### Material provided
══════════

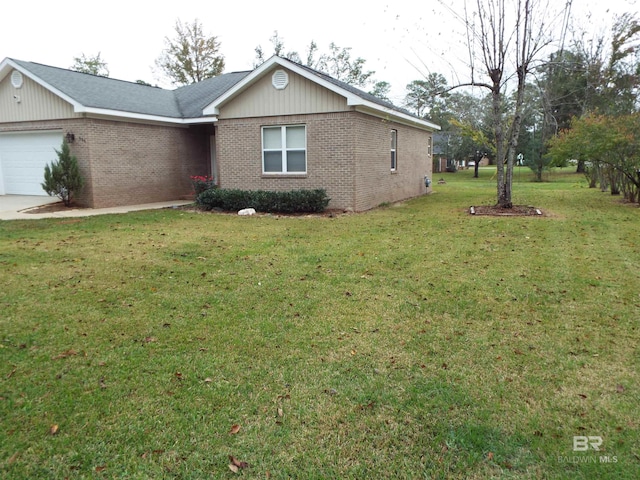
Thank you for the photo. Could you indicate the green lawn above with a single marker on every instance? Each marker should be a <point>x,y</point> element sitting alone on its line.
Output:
<point>411,341</point>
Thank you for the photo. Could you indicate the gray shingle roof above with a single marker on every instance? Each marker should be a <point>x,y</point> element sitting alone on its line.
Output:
<point>110,94</point>
<point>185,102</point>
<point>106,93</point>
<point>194,98</point>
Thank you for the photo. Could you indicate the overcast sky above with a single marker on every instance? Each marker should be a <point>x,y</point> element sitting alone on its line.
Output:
<point>398,39</point>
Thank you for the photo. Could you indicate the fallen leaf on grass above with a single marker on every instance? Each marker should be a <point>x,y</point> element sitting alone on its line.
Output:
<point>236,464</point>
<point>68,353</point>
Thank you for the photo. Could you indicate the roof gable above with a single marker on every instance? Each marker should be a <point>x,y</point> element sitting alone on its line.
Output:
<point>354,97</point>
<point>194,103</point>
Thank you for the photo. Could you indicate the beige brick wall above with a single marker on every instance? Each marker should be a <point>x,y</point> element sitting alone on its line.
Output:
<point>136,163</point>
<point>348,154</point>
<point>376,183</point>
<point>125,163</point>
<point>330,154</point>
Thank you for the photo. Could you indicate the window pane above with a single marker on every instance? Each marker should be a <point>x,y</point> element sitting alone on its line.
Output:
<point>295,137</point>
<point>296,162</point>
<point>272,137</point>
<point>273,161</point>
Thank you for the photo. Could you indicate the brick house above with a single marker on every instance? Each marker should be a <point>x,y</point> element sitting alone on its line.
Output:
<point>282,126</point>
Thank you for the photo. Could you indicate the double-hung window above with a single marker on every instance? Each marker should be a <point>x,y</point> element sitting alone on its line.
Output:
<point>284,149</point>
<point>394,153</point>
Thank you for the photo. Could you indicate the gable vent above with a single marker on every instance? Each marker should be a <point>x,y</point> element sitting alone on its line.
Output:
<point>280,79</point>
<point>16,79</point>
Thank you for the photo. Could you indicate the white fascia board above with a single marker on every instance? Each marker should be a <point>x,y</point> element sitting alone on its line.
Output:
<point>144,117</point>
<point>213,108</point>
<point>376,110</point>
<point>39,81</point>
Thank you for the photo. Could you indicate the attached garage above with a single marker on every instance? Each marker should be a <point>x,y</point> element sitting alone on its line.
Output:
<point>23,157</point>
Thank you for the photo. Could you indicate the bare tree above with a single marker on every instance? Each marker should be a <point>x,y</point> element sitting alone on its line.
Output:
<point>191,56</point>
<point>507,37</point>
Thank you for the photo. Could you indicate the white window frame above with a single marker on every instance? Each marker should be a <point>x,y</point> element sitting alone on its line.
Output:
<point>284,150</point>
<point>394,150</point>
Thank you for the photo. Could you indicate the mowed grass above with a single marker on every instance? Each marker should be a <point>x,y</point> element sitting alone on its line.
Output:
<point>410,341</point>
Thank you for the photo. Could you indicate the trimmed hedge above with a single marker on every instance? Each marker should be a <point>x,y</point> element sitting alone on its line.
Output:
<point>294,201</point>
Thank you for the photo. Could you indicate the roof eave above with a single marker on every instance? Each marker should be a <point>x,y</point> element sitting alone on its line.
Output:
<point>144,117</point>
<point>399,117</point>
<point>8,63</point>
<point>352,99</point>
<point>214,107</point>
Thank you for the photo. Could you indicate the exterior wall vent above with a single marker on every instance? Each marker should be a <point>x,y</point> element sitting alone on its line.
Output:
<point>16,79</point>
<point>280,79</point>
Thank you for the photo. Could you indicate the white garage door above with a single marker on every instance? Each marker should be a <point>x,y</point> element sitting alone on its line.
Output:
<point>23,157</point>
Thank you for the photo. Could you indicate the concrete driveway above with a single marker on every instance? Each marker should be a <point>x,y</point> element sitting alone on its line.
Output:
<point>14,207</point>
<point>18,203</point>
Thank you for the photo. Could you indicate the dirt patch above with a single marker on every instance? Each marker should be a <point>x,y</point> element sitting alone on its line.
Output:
<point>50,208</point>
<point>515,211</point>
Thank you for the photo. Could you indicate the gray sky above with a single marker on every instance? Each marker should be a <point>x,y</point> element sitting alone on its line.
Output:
<point>396,38</point>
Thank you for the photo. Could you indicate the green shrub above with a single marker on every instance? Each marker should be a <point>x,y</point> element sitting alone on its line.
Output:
<point>63,178</point>
<point>294,201</point>
<point>200,183</point>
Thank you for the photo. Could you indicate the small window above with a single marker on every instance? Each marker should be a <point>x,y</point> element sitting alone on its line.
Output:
<point>394,153</point>
<point>16,79</point>
<point>280,79</point>
<point>284,149</point>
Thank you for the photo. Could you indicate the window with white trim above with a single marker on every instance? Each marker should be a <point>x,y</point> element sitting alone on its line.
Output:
<point>284,149</point>
<point>394,153</point>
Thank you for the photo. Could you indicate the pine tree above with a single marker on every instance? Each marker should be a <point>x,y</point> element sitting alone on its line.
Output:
<point>63,178</point>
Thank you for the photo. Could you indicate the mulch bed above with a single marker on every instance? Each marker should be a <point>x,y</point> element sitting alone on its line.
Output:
<point>515,211</point>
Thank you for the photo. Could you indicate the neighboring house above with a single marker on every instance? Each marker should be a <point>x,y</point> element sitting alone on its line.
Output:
<point>282,126</point>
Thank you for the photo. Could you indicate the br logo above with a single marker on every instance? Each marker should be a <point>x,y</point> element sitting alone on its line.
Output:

══════════

### Aim
Write out the material again from its first line through the line containing "<point>194,103</point>", requests included, and scale every point coordinate in the answers by 1.65, rounding to whole numbers with halves going up. Leave the pictures out.

### Full output
Thank you for the photo. Could you indicate the green lawn above with a single marker on every instance? Each marker should be a <point>x,y</point> element sitting alone on its line.
Output:
<point>678,563</point>
Thank you for the photo. Could you indicate the gray shingle roof above with a single marker on every instance? Each marker should be a <point>x,y</point> element sitting alone on its line.
Output:
<point>182,155</point>
<point>305,168</point>
<point>175,153</point>
<point>320,162</point>
Thank you for the photo. Could you indicate the overcast sky above with a single marker on every instance? Each marker should be a <point>x,y</point> element sitting alone on its line.
Output:
<point>657,64</point>
Thank you for the photo. Could you indicate the fallen leaf on grass above with a single marker on every instance? Each marker should be a <point>x,y</point> element sitting alone on its line.
Output:
<point>389,766</point>
<point>112,582</point>
Thank you for the photo. Could you indicate the roof gable above with a single marker on every instance? Each marker should be a <point>x,y</point> element sitting alone on its line.
Output:
<point>584,160</point>
<point>320,170</point>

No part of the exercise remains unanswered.